[Text]:
***
A preferable phrase would be "dialectical materialism", as the aim here will be to show how a dialectic understanding of reality negates the reductionist connotations of materialism. However, this phrase, contracted to the "diamat", has become utterly discredited due to its distortion at the hands of the Stalinist regimes. Under Stalinism, scientific theories as important as Einstein’s relativity or Darwin’s natural selection were ruthlessly attacked as undialectical. The practice of science in the Stalinist regimes is not merely an interesting digression. Such distortions have greatly set back any attempt to apply the dialectic in an ontological manner, and have led to the widespread rejection of much of Engel’s pioneering work on the dialectic of nature along with its Stalinist caricature. Of course, soviet science was never reduced to the status of a mere ideology; just as in the West, an objectivity is required within science if it is to be useful at all in the accumulation of capital.

The subordination of science to accumulation has a contradictory nature. Firstly, capitalism distorts all social practices. The non-neutral nature of science is apparent in its methodology as much as in its utilisation. Nevertheless, the sciences do require an objective kernel if they are to be of useful as a means of improving the forces of production and furthering the competitive aims of capitalists. Indeed, the investigation of nature can force scientists beyond the limits of their methodology and towards a dialectic understanding of nature. As the verification process in the natural sciences (compared to the social sciences) is often comparatively simple, consisting of reading empirically from experimental data derived under ideal conditions, the dialectic is often readily apparent. There are even branches of system dynamics, such as catastrophe theory, that set out to model the transformation of quantity into quality, which I will later show to be an important feature of a dialectic process.

There is another sense in which the term, materialism, harking back to an earlier era when the scientist could happily presuppose a universe composed of real material substance interacting in an essentially mechanistic way, is flawed. This view of nature has been progressively undermined during the course of the 20th century due to the ascendancy of quantum mechanics, field theories, relativity and so on. However, it would be wrong to take the view, common in popular science writing, that these revolutions in physics were anti-realist. The acceptance of objective probability (which is the aspect of quantum mechanics that is often held to be at the root of a denial of realism) is not universal within the world of physics. There are, for example, many versions of quantum theory based on the theory of hidden variables, which have not yet been decisively refuted. Aside from this, even the more radical interpretations have seldom rejected the a priori existence of an external reality.
***
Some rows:
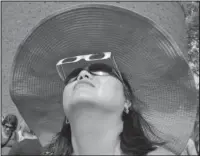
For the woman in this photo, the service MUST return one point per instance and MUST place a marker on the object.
(8, 134)
(28, 143)
(120, 91)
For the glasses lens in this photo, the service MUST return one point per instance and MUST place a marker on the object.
(100, 67)
(73, 75)
(8, 126)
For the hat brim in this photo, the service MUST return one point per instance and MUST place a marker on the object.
(150, 58)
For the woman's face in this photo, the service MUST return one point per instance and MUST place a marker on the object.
(105, 92)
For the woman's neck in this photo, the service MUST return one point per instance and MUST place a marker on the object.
(96, 133)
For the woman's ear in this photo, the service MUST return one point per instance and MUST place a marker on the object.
(127, 104)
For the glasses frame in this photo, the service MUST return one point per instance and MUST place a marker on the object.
(87, 58)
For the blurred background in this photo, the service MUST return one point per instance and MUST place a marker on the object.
(180, 19)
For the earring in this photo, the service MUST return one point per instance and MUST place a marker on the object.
(126, 109)
(67, 121)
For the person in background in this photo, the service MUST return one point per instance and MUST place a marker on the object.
(28, 142)
(8, 133)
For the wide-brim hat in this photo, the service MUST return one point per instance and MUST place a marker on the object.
(153, 63)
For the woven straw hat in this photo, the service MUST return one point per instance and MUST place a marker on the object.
(150, 58)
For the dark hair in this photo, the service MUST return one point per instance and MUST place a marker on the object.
(133, 138)
(12, 120)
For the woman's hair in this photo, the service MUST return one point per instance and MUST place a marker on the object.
(133, 138)
(12, 120)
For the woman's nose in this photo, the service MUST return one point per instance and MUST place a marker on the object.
(84, 74)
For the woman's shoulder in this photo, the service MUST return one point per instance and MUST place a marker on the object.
(161, 151)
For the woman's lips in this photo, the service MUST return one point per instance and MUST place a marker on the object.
(83, 83)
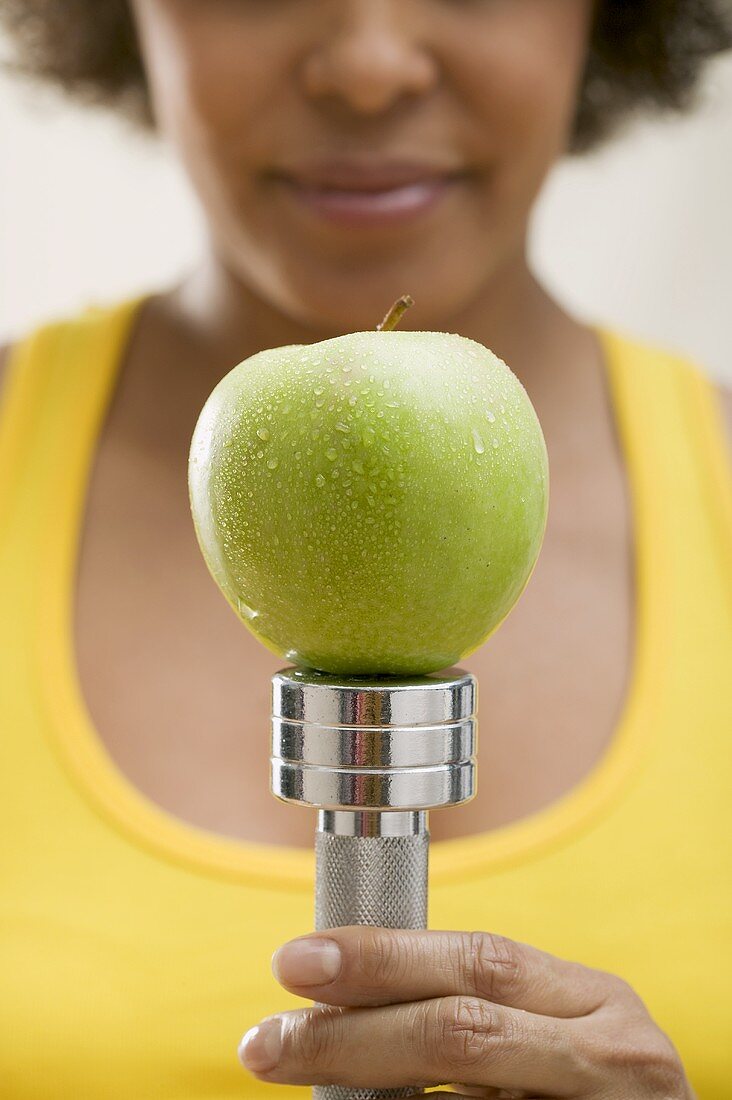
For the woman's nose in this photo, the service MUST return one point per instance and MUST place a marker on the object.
(369, 55)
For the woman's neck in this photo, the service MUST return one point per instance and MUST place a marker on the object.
(210, 321)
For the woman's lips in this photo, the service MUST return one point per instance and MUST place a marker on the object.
(374, 207)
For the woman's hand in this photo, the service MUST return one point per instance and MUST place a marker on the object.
(430, 1008)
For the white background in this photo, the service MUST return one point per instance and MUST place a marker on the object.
(637, 234)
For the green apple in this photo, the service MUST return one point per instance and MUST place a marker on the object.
(370, 504)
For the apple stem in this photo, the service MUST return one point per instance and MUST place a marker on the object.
(394, 315)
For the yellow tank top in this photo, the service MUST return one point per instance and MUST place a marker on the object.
(134, 947)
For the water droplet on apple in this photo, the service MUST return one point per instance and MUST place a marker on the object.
(247, 611)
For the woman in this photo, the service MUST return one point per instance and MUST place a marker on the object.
(345, 153)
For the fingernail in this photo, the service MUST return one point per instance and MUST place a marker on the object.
(260, 1047)
(307, 961)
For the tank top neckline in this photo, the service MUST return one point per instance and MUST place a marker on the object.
(106, 789)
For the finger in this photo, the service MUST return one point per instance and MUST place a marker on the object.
(360, 966)
(421, 1045)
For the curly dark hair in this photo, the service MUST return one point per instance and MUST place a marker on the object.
(644, 54)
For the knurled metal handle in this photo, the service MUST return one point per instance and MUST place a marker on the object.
(378, 880)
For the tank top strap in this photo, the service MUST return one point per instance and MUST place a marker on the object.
(58, 381)
(670, 418)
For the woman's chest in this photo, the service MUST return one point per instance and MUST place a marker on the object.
(179, 691)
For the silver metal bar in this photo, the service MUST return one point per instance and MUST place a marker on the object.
(373, 755)
(364, 875)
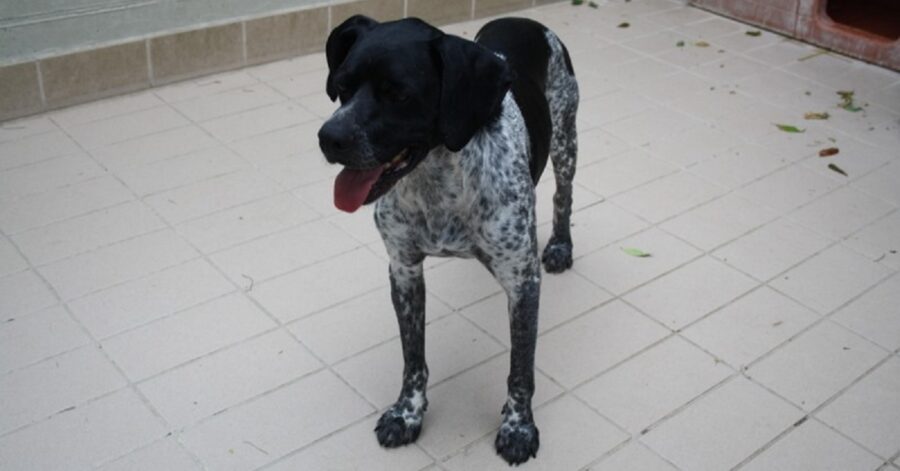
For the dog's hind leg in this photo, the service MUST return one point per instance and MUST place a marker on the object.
(402, 422)
(562, 98)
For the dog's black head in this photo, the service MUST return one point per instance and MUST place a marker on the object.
(405, 87)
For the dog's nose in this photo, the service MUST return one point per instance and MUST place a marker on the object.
(333, 140)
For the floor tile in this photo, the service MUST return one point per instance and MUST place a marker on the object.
(813, 446)
(869, 411)
(731, 423)
(269, 427)
(124, 261)
(572, 436)
(646, 388)
(594, 342)
(359, 271)
(751, 326)
(214, 383)
(771, 249)
(618, 272)
(816, 365)
(47, 388)
(81, 438)
(190, 334)
(830, 279)
(377, 373)
(38, 336)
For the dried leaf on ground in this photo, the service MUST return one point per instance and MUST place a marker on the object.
(816, 115)
(789, 128)
(838, 169)
(635, 252)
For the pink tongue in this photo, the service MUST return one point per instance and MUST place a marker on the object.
(352, 186)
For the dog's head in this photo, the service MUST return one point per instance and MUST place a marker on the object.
(405, 88)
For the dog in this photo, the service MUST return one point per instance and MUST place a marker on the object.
(448, 138)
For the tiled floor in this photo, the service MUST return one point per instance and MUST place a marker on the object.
(178, 293)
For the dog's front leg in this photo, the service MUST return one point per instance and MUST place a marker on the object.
(402, 422)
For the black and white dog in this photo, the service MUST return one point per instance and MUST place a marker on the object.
(448, 138)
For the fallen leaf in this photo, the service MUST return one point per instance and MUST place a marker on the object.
(635, 252)
(838, 169)
(815, 115)
(789, 128)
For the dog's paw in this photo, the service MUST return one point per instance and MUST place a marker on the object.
(517, 443)
(557, 257)
(398, 426)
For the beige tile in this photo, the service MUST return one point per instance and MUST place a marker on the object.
(35, 148)
(654, 384)
(38, 336)
(563, 297)
(47, 175)
(622, 172)
(439, 12)
(101, 133)
(377, 373)
(279, 253)
(668, 196)
(88, 75)
(20, 91)
(192, 53)
(869, 411)
(358, 270)
(75, 200)
(381, 10)
(730, 423)
(771, 249)
(183, 170)
(751, 326)
(257, 121)
(214, 383)
(287, 34)
(830, 279)
(135, 303)
(813, 446)
(261, 431)
(461, 282)
(83, 233)
(594, 342)
(355, 448)
(633, 457)
(212, 195)
(154, 147)
(81, 438)
(690, 292)
(816, 365)
(618, 272)
(571, 437)
(190, 334)
(124, 261)
(230, 101)
(165, 454)
(873, 315)
(359, 324)
(23, 293)
(47, 388)
(719, 221)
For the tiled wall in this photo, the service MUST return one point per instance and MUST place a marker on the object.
(55, 82)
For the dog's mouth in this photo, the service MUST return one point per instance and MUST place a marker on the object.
(356, 187)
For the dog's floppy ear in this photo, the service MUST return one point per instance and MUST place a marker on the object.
(340, 41)
(473, 83)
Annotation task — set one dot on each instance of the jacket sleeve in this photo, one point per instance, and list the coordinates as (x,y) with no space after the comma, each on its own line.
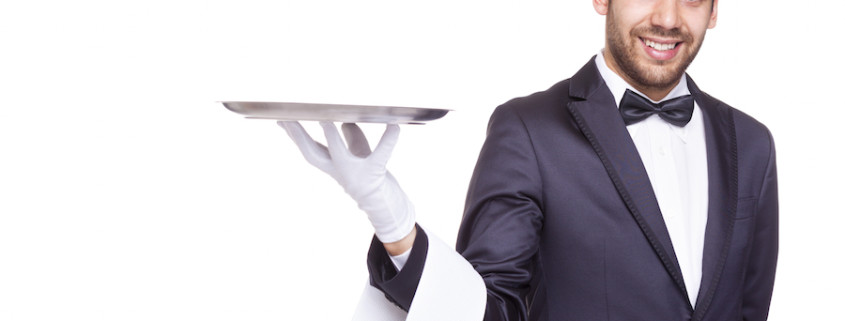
(435,284)
(760,271)
(500,231)
(499,238)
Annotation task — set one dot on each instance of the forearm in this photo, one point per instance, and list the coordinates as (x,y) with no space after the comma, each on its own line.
(403,245)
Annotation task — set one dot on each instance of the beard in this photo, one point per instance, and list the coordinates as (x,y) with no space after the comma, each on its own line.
(648,74)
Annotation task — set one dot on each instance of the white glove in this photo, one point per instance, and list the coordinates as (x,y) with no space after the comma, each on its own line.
(361,173)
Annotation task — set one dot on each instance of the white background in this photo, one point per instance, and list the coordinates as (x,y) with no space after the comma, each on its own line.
(128,193)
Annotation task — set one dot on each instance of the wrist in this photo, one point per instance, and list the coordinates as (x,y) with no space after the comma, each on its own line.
(402,245)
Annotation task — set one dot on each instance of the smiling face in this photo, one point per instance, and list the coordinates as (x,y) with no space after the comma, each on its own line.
(650,43)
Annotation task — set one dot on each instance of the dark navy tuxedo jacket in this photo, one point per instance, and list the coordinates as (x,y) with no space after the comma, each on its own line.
(562,223)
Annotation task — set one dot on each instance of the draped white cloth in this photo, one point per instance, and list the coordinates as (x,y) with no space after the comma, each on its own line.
(449,289)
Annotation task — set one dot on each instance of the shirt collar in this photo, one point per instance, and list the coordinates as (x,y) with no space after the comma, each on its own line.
(617,87)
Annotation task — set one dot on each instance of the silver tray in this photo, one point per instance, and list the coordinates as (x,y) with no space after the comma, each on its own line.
(332,112)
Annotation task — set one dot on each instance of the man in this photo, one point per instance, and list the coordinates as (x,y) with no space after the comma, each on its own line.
(622,193)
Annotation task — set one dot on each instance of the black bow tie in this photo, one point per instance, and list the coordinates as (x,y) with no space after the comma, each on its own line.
(634,108)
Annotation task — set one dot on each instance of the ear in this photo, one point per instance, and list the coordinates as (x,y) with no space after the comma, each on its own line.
(713,14)
(601,6)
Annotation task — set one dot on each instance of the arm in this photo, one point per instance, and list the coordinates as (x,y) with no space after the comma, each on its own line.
(500,231)
(760,272)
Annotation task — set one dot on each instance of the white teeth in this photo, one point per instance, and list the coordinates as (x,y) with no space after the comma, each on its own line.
(659,46)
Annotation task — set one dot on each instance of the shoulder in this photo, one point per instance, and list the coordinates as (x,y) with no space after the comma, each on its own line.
(746,126)
(540,105)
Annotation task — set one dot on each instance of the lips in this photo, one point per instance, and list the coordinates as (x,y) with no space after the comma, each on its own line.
(661,49)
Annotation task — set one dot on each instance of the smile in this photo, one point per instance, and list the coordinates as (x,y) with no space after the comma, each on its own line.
(661,50)
(660,46)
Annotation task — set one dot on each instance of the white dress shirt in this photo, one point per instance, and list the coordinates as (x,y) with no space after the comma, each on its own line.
(675,159)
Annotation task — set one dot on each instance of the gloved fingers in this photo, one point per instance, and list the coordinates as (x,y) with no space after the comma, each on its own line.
(335,144)
(315,153)
(356,140)
(385,146)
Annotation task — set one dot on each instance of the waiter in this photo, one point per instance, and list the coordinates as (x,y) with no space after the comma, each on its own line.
(622,193)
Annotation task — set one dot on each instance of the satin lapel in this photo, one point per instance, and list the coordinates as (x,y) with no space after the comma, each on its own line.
(596,114)
(720,136)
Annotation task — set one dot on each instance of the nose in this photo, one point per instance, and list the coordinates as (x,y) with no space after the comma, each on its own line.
(666,14)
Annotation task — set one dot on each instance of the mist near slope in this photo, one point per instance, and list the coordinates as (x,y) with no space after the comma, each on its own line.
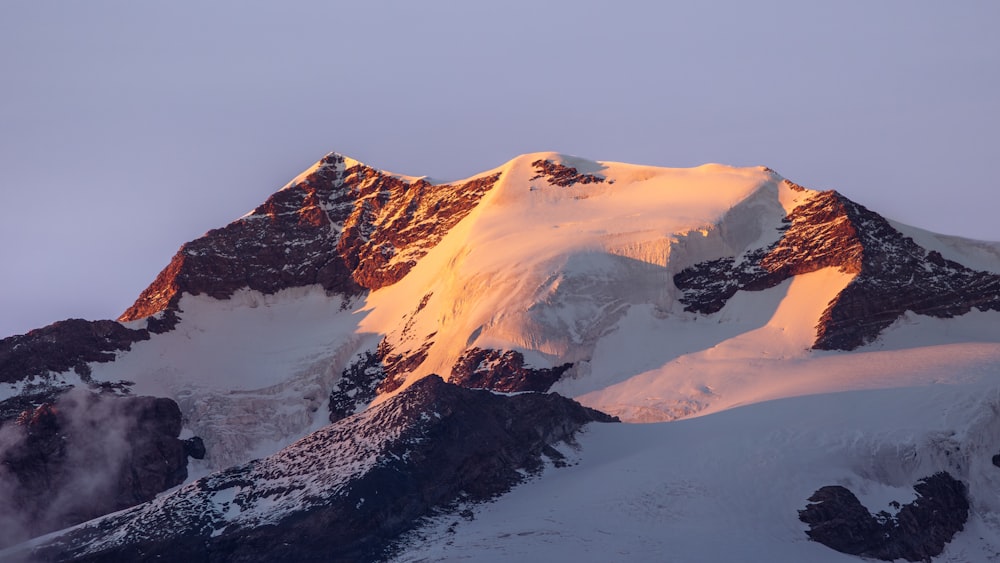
(70,461)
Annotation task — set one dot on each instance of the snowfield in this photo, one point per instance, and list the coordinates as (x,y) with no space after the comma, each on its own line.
(743,420)
(728,486)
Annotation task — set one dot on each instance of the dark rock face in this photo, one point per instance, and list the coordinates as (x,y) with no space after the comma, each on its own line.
(345,492)
(918,532)
(345,226)
(357,386)
(894,274)
(502,371)
(562,175)
(84,456)
(62,346)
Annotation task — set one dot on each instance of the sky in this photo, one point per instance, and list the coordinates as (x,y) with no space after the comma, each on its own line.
(128,128)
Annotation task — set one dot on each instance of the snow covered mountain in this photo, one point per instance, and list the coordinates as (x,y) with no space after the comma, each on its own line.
(831,347)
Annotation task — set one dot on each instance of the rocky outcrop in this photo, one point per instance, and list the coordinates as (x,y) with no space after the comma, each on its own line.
(63,346)
(561,175)
(344,226)
(894,274)
(502,371)
(87,455)
(357,386)
(347,491)
(919,531)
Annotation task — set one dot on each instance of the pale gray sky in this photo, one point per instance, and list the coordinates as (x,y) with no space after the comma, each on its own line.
(128,128)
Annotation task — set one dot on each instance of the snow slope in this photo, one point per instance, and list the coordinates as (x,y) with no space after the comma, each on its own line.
(577,272)
(582,271)
(728,487)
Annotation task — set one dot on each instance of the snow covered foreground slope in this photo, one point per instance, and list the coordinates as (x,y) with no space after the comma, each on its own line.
(653,294)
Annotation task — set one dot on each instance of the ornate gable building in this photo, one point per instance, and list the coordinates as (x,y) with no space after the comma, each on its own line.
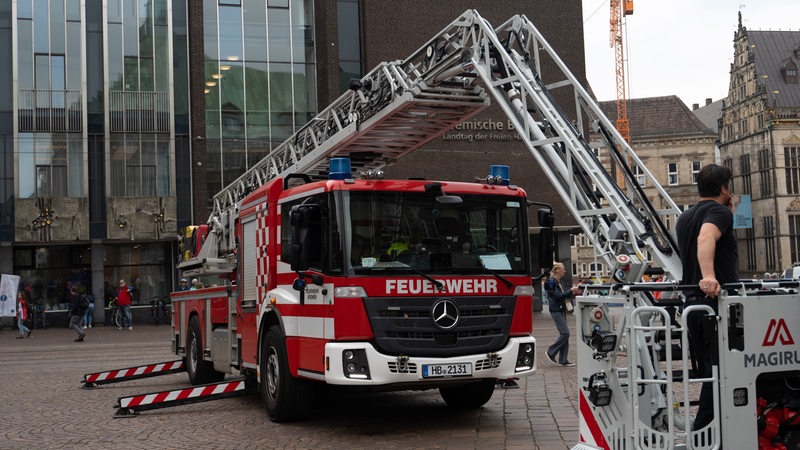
(760,142)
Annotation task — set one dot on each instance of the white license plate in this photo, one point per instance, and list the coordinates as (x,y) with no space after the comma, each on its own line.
(446,370)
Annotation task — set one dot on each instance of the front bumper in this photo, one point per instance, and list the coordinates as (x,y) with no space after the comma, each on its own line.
(388,370)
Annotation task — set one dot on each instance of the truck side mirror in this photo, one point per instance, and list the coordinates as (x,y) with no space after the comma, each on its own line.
(306,222)
(546,220)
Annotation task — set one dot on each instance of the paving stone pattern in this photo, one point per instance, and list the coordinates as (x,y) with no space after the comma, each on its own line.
(43,405)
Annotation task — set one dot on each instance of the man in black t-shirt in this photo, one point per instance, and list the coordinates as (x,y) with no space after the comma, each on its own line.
(709,255)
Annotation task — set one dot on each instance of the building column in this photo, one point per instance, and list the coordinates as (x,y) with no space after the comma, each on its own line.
(98,282)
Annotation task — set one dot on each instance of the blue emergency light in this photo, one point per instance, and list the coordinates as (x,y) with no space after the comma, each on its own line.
(339,169)
(500,173)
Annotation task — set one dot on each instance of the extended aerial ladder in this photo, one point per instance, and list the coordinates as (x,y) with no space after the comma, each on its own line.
(399,106)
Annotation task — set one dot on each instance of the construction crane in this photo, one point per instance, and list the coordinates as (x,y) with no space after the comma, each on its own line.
(620,9)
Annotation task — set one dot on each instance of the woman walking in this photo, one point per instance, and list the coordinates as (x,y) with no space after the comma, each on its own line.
(557,298)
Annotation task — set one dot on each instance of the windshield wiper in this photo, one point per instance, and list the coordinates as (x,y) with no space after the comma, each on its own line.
(439,285)
(505,280)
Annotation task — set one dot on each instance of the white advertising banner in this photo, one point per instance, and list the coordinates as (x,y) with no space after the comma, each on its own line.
(8,295)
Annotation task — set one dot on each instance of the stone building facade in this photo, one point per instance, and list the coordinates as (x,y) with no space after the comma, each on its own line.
(674,144)
(760,142)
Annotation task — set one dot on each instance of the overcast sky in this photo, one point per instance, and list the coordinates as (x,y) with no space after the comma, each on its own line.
(677,47)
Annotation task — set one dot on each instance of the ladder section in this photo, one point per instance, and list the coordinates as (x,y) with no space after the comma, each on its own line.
(510,60)
(383,117)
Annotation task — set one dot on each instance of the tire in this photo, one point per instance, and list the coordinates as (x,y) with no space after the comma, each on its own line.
(284,397)
(200,372)
(468,396)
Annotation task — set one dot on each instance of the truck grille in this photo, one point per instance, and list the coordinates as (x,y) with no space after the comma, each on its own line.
(405,325)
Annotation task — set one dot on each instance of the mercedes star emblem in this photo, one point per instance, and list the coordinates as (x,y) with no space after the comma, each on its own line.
(445,314)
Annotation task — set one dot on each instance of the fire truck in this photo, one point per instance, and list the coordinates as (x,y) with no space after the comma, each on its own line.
(358,281)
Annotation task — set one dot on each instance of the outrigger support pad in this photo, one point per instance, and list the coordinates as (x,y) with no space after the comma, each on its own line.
***
[What to do]:
(1) Pull out every row that contains the string "stone", matching case exactly.
(2) Write what comes next in the passage on dialectical materialism, picking up after its final sentence.
These rows have no connection to the passage on dialectical materialism.

[Answers to the exercises]:
(1)
Annotation task — set one dot on each instance of the paving stone pattern in this photo, one point per instance, and list the coordinates as (x,y) with no space after the comma, each on its own line.
Annotation task — set one dot on each instance of the stone building facade in this photo, one point per instance, and list the coordinates as (x,y) with no space after the comma, each on its own line.

(2)
Of the widely accepted accounts of quantum mechanics, perhaps the most problematic is that devised by Bohr. There are unpleasant idealistic connotations to Bohr’s attempt to make a rigid separation between the macroscopic concepts that must be used in human interpretation and observation on the one hand and the microscopic realm of objective probability on the other. The lack of any mechanism giving rise to such a separation makes the explanatory value of Bohr’s philosophy dubious. But there are far more satisfying interpretations available that attempt to explain Schrodinger’s cat type paradoxes without retreating into subjectivism. Indeed the dialectic might lend itself to a sophisticated attempt to understand the collapse of the wave-function as an example of the transformation of quantity into quality. This would have to be combined with some mechanism showing how macroscopic or massive bodies, impinging on the microscopic world, bring about such a transition in the wave-function at a critical point.

Moving on from these subtleties, we can start to construct our materialist account by positing the existence of a reality, comprising nature and society, a priori and independently of the consciousness of individual agents. (The precise definition of society and nature against and in relation to each other will concern us later.) Materialism contends that nature has a primacy over society. This primacy is both historical, in that nature exists before society, and structural. The concept of structural primacy will be clarified when we consider the problems of reduction and determination. Suffice it to say, for now, that intelligent materialism (to borrow a phrase from Lenin) ardently denies the possibility of reducing society into nature. Intelligent materialism also rejects crude empiricism, despite contending that the human senses allow the perception of external reality. The relationship between humans and nature will later be characterised by its critical, rather than sensual, nature.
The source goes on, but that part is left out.